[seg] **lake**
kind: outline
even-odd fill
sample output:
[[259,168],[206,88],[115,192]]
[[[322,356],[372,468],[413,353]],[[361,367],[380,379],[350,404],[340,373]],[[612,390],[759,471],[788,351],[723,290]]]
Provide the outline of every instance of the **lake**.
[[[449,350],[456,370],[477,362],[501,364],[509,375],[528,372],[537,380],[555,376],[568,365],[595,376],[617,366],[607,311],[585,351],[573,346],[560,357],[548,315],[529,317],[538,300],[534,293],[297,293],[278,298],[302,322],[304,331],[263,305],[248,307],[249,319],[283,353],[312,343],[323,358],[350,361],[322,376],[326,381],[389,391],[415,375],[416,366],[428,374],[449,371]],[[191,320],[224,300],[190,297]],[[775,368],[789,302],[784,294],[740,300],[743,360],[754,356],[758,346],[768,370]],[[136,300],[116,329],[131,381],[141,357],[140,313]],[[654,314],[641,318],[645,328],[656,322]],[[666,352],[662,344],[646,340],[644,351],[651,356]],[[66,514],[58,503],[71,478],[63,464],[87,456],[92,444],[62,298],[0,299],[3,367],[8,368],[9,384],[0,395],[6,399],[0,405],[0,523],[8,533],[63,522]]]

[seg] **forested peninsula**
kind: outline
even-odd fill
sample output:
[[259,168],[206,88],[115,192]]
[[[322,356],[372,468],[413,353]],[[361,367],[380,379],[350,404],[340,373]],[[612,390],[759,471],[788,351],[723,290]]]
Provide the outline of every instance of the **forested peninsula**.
────────────────────────────────────────
#### Exercise task:
Copy the listing above word for word, keeping every line as it stands.

#### Task answer:
[seg] **lake**
kind: outline
even-odd fill
sample output:
[[259,168],[206,88],[115,192]]
[[[322,356],[372,468],[413,353]],[[361,367],[380,379],[350,404],[340,373]],[[612,390],[759,471],[788,351],[723,290]]]
Provide the outline of every instance of the **lake**.
[[[449,350],[456,370],[477,362],[501,364],[509,375],[528,372],[537,380],[555,376],[568,365],[595,376],[617,366],[607,311],[585,351],[573,346],[560,357],[548,315],[529,317],[538,300],[534,293],[297,293],[278,298],[302,322],[304,331],[263,305],[248,307],[249,319],[283,353],[312,343],[323,358],[350,361],[322,376],[326,381],[389,391],[415,375],[416,366],[428,374],[449,371]],[[191,320],[224,300],[190,297]],[[775,368],[789,302],[784,294],[740,300],[743,360],[754,356],[758,346],[768,370]],[[136,300],[116,329],[131,381],[141,357],[140,313]],[[654,314],[641,318],[645,328],[656,322]],[[666,352],[662,344],[646,340],[644,351],[651,356]],[[66,514],[58,503],[71,478],[63,464],[87,456],[92,444],[62,298],[0,299],[3,367],[8,368],[9,384],[0,395],[6,399],[0,405],[0,523],[8,533],[63,522]]]

[seg] **forested peninsula**
kind: outline
even-odd fill
sample output:
[[259,168],[206,88],[115,192]]
[[[322,356],[372,468],[413,353]],[[361,367],[380,379],[350,404],[340,373]],[[612,390],[759,471],[788,351],[723,290]]]
Provide the outline of every instance of the **forested peninsula**.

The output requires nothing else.